● **Exercise requirements**
Rewrite the lines starting at the line that contains "Your task: scan for tall" and stopping after the line that contains "[654,241,666,291]", with the request line included. Increase every bounding box coordinate in them by 147.

* begin Raw records *

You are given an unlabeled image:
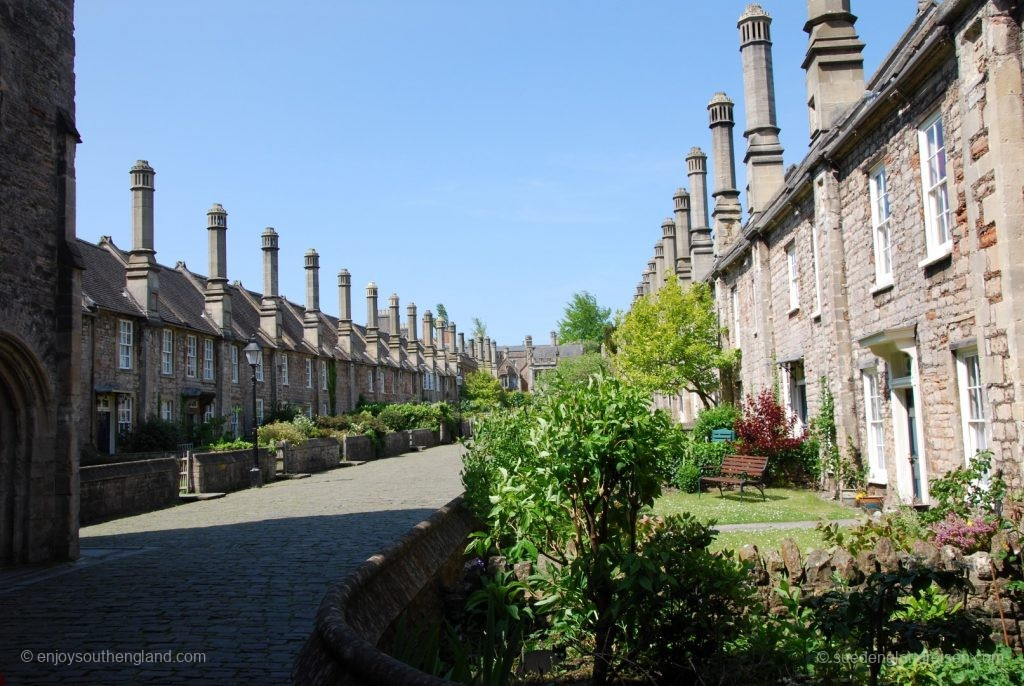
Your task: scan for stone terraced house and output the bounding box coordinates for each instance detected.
[77,160,478,454]
[637,0,1024,504]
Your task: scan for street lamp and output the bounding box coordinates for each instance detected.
[245,334,263,488]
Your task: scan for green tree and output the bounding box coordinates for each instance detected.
[612,281,739,408]
[558,291,611,350]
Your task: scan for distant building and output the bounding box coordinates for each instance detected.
[636,0,1024,504]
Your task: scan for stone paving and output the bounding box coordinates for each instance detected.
[0,445,462,686]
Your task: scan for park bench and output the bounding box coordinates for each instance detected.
[697,455,768,501]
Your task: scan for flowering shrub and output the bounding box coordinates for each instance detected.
[932,512,995,553]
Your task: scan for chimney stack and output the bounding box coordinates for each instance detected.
[708,93,742,255]
[736,5,784,216]
[259,226,281,342]
[203,204,231,332]
[803,0,864,143]
[672,188,691,285]
[662,217,678,284]
[686,147,715,282]
[302,248,321,350]
[125,160,160,318]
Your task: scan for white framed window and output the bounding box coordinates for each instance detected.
[956,348,988,462]
[869,166,893,288]
[785,243,800,312]
[861,370,888,483]
[811,224,821,316]
[203,338,213,381]
[918,113,952,262]
[185,335,199,377]
[160,329,174,375]
[118,319,134,370]
[118,395,132,433]
[729,286,739,348]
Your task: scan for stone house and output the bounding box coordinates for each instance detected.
[637,0,1024,504]
[76,161,477,454]
[0,0,82,566]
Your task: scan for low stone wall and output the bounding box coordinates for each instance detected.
[278,438,341,474]
[738,533,1024,650]
[381,431,409,458]
[341,435,377,462]
[408,429,440,447]
[193,447,278,494]
[79,458,180,525]
[292,498,473,686]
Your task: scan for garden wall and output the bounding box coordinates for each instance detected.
[79,458,180,525]
[738,533,1024,650]
[278,438,340,474]
[193,447,278,494]
[292,498,473,686]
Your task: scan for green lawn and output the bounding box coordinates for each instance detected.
[710,528,839,554]
[653,488,860,524]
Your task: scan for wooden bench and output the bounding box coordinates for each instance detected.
[697,455,768,501]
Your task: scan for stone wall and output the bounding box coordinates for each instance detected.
[193,448,276,494]
[278,438,341,474]
[341,435,377,461]
[80,457,180,525]
[292,498,473,686]
[738,534,1024,650]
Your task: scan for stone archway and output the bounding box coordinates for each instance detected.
[0,333,55,564]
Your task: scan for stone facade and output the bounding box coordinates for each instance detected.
[0,0,81,565]
[76,161,478,455]
[637,0,1024,504]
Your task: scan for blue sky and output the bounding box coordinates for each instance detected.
[76,0,916,345]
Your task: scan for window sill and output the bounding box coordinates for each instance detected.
[918,243,953,269]
[871,282,896,296]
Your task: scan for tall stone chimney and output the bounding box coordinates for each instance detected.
[662,217,679,284]
[672,188,692,285]
[125,160,160,318]
[736,5,784,216]
[803,0,864,143]
[338,269,352,353]
[367,282,380,362]
[654,241,666,291]
[302,248,321,350]
[203,204,231,333]
[686,147,715,282]
[259,226,281,342]
[708,93,742,255]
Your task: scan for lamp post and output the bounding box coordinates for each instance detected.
[245,334,263,488]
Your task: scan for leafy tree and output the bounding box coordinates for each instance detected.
[612,281,738,408]
[534,352,611,392]
[558,291,611,349]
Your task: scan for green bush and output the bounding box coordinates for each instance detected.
[257,422,306,449]
[118,417,185,453]
[692,403,739,440]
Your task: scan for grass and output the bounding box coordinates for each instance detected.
[653,488,859,524]
[711,527,845,553]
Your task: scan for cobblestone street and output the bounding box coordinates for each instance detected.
[0,445,462,686]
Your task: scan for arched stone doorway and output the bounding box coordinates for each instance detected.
[0,333,55,565]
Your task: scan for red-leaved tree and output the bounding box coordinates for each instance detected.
[736,389,807,459]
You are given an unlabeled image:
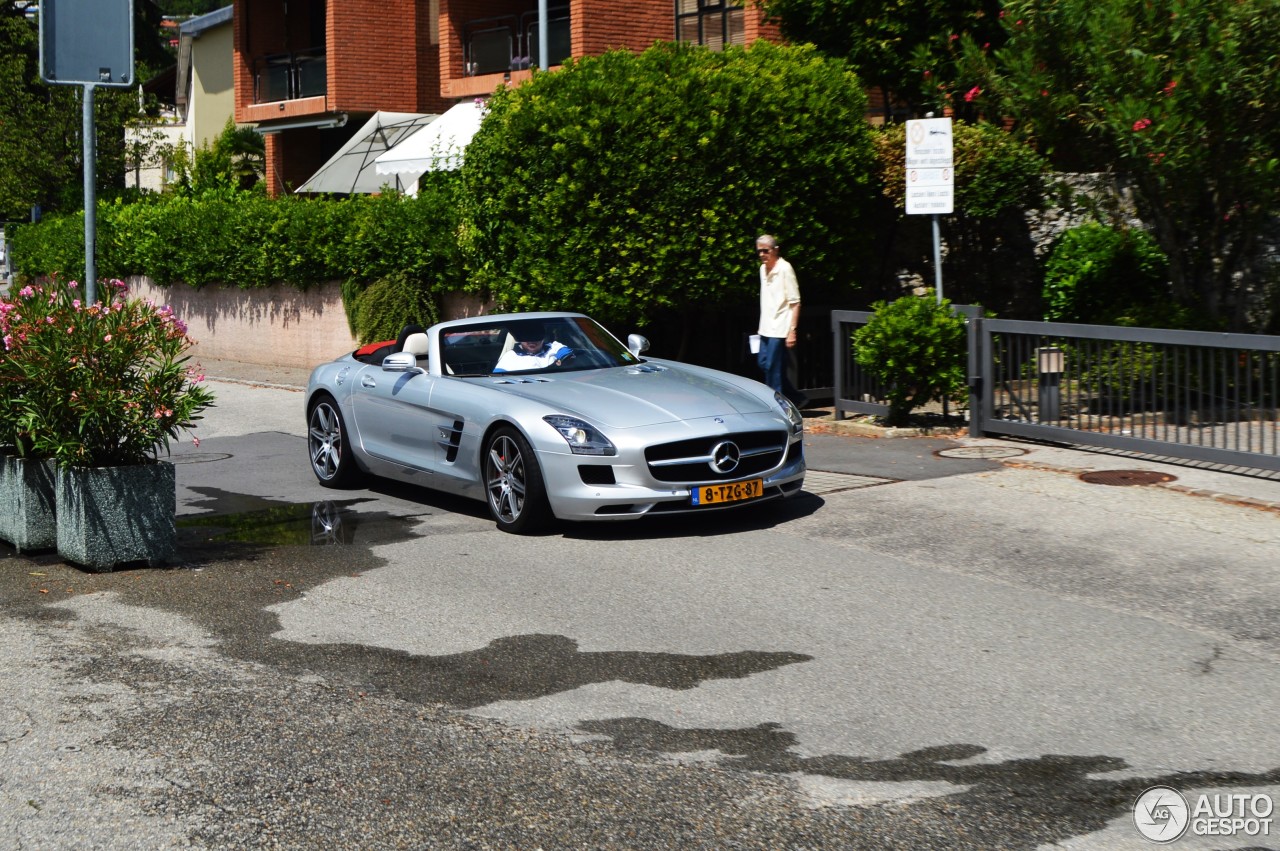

* end Raw records *

● **Result below**
Your task: scan for tall stone chimney and output the bounding box coordinates for each instance detected.
[809,364,826,431]
[819,335,839,432]
[272,307,307,465]
[883,152,931,363]
[950,147,1011,290]
[485,416,499,500]
[514,429,527,509]
[801,388,813,438]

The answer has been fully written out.